# [List of tasks]
(1) Name every obstacle in the Round One course described in The Getaway Car article.
(2) Echo everything in The Getaway Car article from "The obstacles are" down to "an uncontrollable slide)", word for word.

# [Document section]
>>

The Getaway Car is a British game show that has aired on BBC One from 16 January to 3 September 2016. It is hosted by Dermot O'Leary and is themed around motoring; it also features the character The Stig from the BBC car show Top Gear, as well as supporting characters the Red Stig and Blue Stig, described as The Stig's adolescent nephews.

==History==
The show's initial commission was for twelve hour-long episodes and made by Charlotte Moore, the controller for BBC One and Mark Linsey, the controller of entertainment commissioning. It was executive produced by Andy Rowe, series produced by Emma Taylor and its head of format, Clare Pizey, oversaw proceedings. This initial series is hosted by Dermot O'Leary, with assistance from the anonymous racing driver character The Stig, who had previously featured on BBC Two's motoring show Top Gear.

==Format==
===Overview===
In each episode, five teams of two contestants each compete in three rounds of car based competition, which reduces the field down to a final couple, who in the final round try to win as much money as possible by racing the Getaway Car against The Stig. The contest is pitched as much as a test of the relationship of the couple as it is of their driving ability.

Speaking on 8 January 2016 episode of the BBC's The One Show, O'Leary described the show as "Total Wipeout behind the wheel of a car meets Gogglebox - in the same way that when you watch Gogglebox, you see what people are like in their front room", "you get couples who supposedly love each other but you put them behind the wheel of a car and they speak to each other in the most intolerable way". One Show presenter Rory Bremner described it as "Mr & Mrs meets Top Gear meets The Chase"

===Round One: Hazard Highway===
The teams take turns to complete a timed obstacle course, laid out inside a small race track, part of which also serves as the course finish straight.

The obstacles are negotiated as follows:
- Multi-Scary Car Park – beginning at an elevated starting position, the car must descend down a steeply curved ramp, and through a car park barrier at ground level
- Tin Can Alley – the car must negotiate a narrow gap by going up on two wheels through the use of a ramp on the right hand side of the car
- The SeeSaw – the car must negotiate two see-saw ramps
- Bridge Of Doom – a series of ramps and bridges, ending with a descent back to ground level with a watered ramp (i.e. the car enters an uncontrollable slide)
- Human Sat Nav – the driver must put on blackout goggles, and then the co-driver must give them verbal directions through a roadwork themed course, including The Stig emptying some muddy gravel onto the roof of the car using an excavator
- Car Wash – the car must proceed through a tunnel filled with soap suds
- Car Football – the team must use the car to push a giant football across a penalty box into a goal, past giant inflatable defenders

The fastest three automatically qualify for Round Two, the remaining two must compete in a playoff to decide which team is eliminated from the show.

====Round One race off====
The co-driver of each team must sit in a car driven by either the Red Stig or Blue Stig, as they race each other around the mini-track for two laps. Just before they set off, they are given a question which will have multiple possible answers (e.g. from Episode 1: "Countries whose name ends with the letter A") – the winner is the team who gives the most right answers.

<<

# [Dataset records]
>>

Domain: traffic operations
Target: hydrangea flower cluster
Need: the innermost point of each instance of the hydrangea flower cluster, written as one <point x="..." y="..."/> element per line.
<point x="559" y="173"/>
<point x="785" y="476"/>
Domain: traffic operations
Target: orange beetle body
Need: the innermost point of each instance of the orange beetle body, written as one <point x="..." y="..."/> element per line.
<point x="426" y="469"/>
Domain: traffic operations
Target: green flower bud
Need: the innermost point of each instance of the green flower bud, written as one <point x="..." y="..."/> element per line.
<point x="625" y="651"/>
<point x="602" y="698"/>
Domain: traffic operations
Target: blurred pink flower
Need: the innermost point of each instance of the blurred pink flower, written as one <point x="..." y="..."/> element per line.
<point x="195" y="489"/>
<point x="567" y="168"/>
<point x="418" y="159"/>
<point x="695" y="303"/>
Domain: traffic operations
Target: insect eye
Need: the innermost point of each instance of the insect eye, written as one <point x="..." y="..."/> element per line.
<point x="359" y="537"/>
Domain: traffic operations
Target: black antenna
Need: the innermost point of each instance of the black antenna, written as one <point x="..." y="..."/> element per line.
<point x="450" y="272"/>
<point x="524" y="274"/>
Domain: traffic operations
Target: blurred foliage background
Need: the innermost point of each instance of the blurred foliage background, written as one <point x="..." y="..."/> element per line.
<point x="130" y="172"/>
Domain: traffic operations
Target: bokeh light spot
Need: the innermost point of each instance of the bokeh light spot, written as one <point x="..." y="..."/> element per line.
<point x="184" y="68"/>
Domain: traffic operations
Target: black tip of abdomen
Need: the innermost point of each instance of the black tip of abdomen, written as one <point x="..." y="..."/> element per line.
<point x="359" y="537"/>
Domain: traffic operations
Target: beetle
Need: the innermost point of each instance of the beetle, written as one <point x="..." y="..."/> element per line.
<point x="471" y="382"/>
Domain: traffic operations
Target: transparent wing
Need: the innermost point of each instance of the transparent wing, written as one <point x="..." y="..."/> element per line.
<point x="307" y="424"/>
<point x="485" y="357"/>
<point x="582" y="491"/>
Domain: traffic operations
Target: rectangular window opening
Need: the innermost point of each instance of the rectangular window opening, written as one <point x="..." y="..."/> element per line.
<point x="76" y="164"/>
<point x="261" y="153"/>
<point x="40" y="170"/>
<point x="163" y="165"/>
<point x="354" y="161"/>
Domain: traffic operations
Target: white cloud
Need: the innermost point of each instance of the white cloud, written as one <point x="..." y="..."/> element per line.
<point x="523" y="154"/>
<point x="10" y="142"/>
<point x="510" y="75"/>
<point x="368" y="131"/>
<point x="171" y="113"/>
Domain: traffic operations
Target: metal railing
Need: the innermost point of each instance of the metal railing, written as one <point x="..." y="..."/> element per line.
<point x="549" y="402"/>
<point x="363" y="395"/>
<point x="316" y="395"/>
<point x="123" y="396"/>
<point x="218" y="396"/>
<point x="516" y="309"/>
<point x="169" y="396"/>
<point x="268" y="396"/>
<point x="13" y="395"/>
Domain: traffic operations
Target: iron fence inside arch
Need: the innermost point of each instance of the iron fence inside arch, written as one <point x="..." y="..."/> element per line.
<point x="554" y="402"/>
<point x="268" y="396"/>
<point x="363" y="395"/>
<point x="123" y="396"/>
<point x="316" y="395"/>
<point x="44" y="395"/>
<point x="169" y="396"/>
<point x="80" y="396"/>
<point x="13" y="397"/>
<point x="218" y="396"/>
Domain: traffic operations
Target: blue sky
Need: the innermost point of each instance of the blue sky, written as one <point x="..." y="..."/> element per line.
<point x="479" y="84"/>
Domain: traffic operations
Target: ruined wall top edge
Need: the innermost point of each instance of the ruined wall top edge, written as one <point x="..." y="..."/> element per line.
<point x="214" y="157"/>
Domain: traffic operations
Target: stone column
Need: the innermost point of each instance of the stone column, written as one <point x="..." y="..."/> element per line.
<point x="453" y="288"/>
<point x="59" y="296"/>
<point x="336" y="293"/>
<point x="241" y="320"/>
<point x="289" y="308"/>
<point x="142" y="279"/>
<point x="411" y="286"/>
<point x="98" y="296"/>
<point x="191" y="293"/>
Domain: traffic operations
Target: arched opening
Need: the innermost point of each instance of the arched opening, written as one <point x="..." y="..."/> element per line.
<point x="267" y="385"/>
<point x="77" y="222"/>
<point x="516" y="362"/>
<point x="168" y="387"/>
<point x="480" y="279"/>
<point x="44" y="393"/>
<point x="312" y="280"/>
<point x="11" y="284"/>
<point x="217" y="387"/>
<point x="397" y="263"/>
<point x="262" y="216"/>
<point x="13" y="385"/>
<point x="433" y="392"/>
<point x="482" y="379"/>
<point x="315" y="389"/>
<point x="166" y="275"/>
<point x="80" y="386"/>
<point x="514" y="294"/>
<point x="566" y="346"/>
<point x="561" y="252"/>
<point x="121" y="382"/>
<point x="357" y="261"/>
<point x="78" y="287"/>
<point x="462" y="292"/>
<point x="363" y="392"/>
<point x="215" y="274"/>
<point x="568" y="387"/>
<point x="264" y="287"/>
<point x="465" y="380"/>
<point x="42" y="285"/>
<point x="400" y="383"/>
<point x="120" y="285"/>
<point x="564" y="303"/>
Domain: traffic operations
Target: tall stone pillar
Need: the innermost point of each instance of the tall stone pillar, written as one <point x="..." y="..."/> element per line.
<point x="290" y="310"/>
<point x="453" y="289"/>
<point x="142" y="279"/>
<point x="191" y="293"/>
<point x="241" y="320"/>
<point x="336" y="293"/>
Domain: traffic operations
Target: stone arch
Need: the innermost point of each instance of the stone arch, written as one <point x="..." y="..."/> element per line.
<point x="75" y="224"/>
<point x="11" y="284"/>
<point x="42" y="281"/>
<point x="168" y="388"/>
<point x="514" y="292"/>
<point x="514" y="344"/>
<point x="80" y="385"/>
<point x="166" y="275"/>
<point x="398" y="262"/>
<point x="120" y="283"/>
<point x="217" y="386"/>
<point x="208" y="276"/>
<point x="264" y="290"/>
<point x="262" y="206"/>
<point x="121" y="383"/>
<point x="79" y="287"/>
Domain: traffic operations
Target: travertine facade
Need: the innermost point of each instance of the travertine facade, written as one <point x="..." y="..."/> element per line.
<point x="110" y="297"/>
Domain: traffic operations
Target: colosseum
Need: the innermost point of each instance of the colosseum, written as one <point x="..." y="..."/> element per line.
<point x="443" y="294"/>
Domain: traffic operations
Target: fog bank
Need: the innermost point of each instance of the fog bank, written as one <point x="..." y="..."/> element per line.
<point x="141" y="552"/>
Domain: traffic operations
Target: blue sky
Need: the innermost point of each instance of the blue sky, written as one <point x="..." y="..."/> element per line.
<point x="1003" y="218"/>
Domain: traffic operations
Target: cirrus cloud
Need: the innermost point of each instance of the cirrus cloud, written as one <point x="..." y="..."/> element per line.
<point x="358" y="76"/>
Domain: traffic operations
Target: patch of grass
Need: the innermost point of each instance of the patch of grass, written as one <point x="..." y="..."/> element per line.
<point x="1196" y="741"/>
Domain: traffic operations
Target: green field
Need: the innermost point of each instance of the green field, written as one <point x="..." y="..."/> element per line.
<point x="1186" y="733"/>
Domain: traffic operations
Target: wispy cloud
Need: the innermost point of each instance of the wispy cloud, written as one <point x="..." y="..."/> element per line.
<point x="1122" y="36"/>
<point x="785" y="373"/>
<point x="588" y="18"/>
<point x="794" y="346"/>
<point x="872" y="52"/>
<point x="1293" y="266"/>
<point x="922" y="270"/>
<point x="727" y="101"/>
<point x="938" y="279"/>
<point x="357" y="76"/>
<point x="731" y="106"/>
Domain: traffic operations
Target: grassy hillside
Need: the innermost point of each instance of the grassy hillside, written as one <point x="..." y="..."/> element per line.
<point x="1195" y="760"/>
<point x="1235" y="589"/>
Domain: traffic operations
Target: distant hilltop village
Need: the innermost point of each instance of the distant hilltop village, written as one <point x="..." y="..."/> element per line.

<<

# [Responses to the tasks]
(1)
- Multi-Scary Car Park
- Tin Can Alley
- The SeeSaw
- Bridge Of Doom
- Human Sat Nav
- Car Wash
- Car Football

(2)
The obstacles are negotiated as follows:
- Multi-Scary Car Park – beginning at an elevated starting position, the car must descend down a steeply curved ramp, and through a car park barrier at ground level
- Tin Can Alley – the car must negotiate a narrow gap by going up on two wheels through the use of a ramp on the right hand side of the car
- The SeeSaw – the car must negotiate two see-saw ramps
- Bridge Of Doom – a series of ramps and bridges, ending with a descent back to ground level with a watered ramp (i.e. the car enters an uncontrollable slide)